Faisal Ashraf woke up Monday morning ready to work on $200M worth of deals in London hotels when fears about the coronavirus rippled through the world and caused the largest single-day stock market drop since the Great Recession.
Ashraf, who, as founder and CEO of advisory firm Lotus Capital Partners, connects lenders and borrowers, didn't sweat it. The lenders he was working with understood the project had solid fundamentals, he said.
By Monday's close, the S&P 500 had dropped nearly 8% and massive flight to U.S. Treasurys pushed the yield curve below 1%. After a Tuesday rally, markets dropped again Wednesday, lengthening the correction. The bumpy capital markets have given real estate players a heightened sense of uncertainty.
"Certain lenders have decided to pause with regard to hospitality lending until there's more clarity for what it means to the travel and leisure market," Ashraf said. He said he was "concerned" about the next few months but that worries were concentrated on hotels heavily reliant on current cash flow to cover debts. He expected lending for new construction or renovations to proceed steadily.
Ashraf, who previously served as managing director and the head of capital markets at CCRE, still intended to fly this week (with a 72-year-old parent) from New York to Miami, where he will be a panelist at Bisnow's Capital Markets and CRE Finance event March 18. Several panelists said the coronavirus panic is a temporary disruption to markets and suggested that businesses find opportunity in the chaos — specifically, that they take advantage of extremely low mortgage rates.
"It's a good time to get some fixed-rate debt," Weiss Serota Helfman Cole & Bierman Real Estate Chair Joe Fernandez said. "I refinanced my own mortgage. For a multifamily project to get fixed-rate debt for an apartment or hotel, 10-year fixed money, this is a really good time. If you can lock in a rate right now, you're pretty psyched."
Mortgage rates dropped below 3%, the lowest level in nearly 50 years, with 30-year fixed rates down by 112 basis points compared to this time last year. The has led to such a borrowing binge — about double the usual business volume, finance experts said at a recent event — that some mortgage lenders reportedly even hid the new rates from their websites.

----

▶ [TASKS FOR THIS EXERCISE]:
1 – Decide whether each statement below agrees with the coronavirus lending article. Answer yes or no for each, quoting the deciding words of the article.
(a) Ashraf is the founder and CEO of Lotus Capital Partners.
(b) Ashraf expected lending for new construction or renovations to halt.
(c) Mortgage rates fell to their lowest level in nearly 50 years.
2 – According to the coronavirus lending article, at which event will Ashraf be a panelist, and on what date?
3 – Write the next part of the coronavirus lending article, picking up after its final sentence.

----

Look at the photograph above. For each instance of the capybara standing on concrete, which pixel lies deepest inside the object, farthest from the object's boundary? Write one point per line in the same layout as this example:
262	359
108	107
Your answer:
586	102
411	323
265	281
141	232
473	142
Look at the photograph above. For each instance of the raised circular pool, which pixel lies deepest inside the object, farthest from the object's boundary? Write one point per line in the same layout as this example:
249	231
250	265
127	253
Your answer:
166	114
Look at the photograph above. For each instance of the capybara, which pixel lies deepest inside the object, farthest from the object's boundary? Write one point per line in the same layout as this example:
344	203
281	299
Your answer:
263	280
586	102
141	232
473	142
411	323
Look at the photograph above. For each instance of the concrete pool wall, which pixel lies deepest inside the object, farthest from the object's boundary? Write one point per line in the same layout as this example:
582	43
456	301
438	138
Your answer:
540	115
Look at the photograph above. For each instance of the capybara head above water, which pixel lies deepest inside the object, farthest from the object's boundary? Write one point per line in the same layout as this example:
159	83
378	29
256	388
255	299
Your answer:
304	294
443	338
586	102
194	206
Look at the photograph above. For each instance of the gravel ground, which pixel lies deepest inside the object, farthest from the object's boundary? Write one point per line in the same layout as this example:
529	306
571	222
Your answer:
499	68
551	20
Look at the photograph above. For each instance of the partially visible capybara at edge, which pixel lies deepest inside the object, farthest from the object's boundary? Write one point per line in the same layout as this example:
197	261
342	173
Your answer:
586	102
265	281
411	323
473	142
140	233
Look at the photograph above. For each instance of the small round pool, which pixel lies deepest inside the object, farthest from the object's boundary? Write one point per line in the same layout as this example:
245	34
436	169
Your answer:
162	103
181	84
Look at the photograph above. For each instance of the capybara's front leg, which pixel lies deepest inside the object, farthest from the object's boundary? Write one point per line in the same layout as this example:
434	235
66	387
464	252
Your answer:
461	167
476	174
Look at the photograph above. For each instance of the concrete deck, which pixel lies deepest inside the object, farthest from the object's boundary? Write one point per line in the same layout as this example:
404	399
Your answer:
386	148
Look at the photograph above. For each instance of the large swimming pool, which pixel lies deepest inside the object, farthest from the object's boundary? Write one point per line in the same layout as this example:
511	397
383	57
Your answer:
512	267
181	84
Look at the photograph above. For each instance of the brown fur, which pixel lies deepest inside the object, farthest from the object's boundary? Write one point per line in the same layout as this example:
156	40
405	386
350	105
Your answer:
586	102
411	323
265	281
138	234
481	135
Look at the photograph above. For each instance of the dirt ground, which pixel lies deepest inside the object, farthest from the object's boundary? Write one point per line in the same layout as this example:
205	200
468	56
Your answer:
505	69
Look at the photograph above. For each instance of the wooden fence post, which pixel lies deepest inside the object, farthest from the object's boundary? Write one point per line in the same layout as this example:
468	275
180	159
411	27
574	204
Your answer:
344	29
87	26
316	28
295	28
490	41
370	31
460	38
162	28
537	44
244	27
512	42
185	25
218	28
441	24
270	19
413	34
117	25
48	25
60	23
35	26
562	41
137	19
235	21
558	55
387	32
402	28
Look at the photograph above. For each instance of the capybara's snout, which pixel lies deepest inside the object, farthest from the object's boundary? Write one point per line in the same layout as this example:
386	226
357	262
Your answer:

----

▶ [TASK-BY-TASK RESULTS]:
1 –
(a) Yes: "as founder and CEO of advisory firm Lotus Capital Partners"
(b) No: "He expected lending for new construction or renovations to proceed steadily."
(c) Yes: "Mortgage rates dropped below 3%, the lowest level in nearly 50 years"

2 – Bisnow's Capital Markets and CRE Finance event in Miami, on March 18.

3 –
Fernandez said that, among his peers in the business community, the coronavirus is generally seen as "causing short-term effect that will eventually blow over." "Even things like 9/11 definitely had a real, deep, severe effect — but fairly short-term," Ferndandez said. "When the world righted itself again, the world got back to normal. And that was much worse than this." He expected public companies would plan for a 30% drop in property-related revenues, and that there would be a ripple effect among people thus wanting to divest from those stocks.
"The biggest story — pardon if you are [a Sen.] Bernie [Sanders] fan — there was a little breath of relief and we saw the market go up when [former Vice President Joe] Biden won Super Tuesday," Fernandez said. "The thought of a socialist president of the U.S. was scaring some people. I think the market has already factored in that under Biden or Trump, life is not going to change that dramatically. For most people in our industry doing business, life will go on."
As principal of The Estate Cos., Jeffrey Ardizon develops multifamily apartments (usually under the Soleste brand), stabilizes them and sells them to institutional investors.
"This environment is somewhat good for multifamily for various reasons," Ardizon said. "One, the cap rate, and two, the cost of the debt ... The cost of the debt is really attractive and multifamily buyers or investors out there trying to penetrate markets, it's very attractable time right now. [Coronavirus] is a temporary market dislocation, and people will take advantage."
As for impact on his own business, one investor who intended to fly down to look at a project had to cancel a trip, but other than that it has been muted.
"In terms of actual valuations and that fear in the stock market, we're not seeing that fear within the multifamily industry," he said. "I do think we are seeing an advantage from what's currently happening. Demand is demand, and that's still there."
Real estate players are keeping an eye on other aspects of capital markets, including the transition from Libor to SOFR, which Ashraf predicted will be "just like Y2K," opportunity zone financing, which could pick up now that Treasury Department rules are in place, and EB-5 investments, which could be slowed due to higher investment requirements put in place last year and freely available capital from other sources.
Ashraf is actually expanding Lotus. He will soon open a Florida office, for which he is now looking to hire key positions, and is launching a restructuring business. Currently, he said, he is working on nearly $1B in deals tied to South Florida projects, and he expected all of them to close. "They'd better!"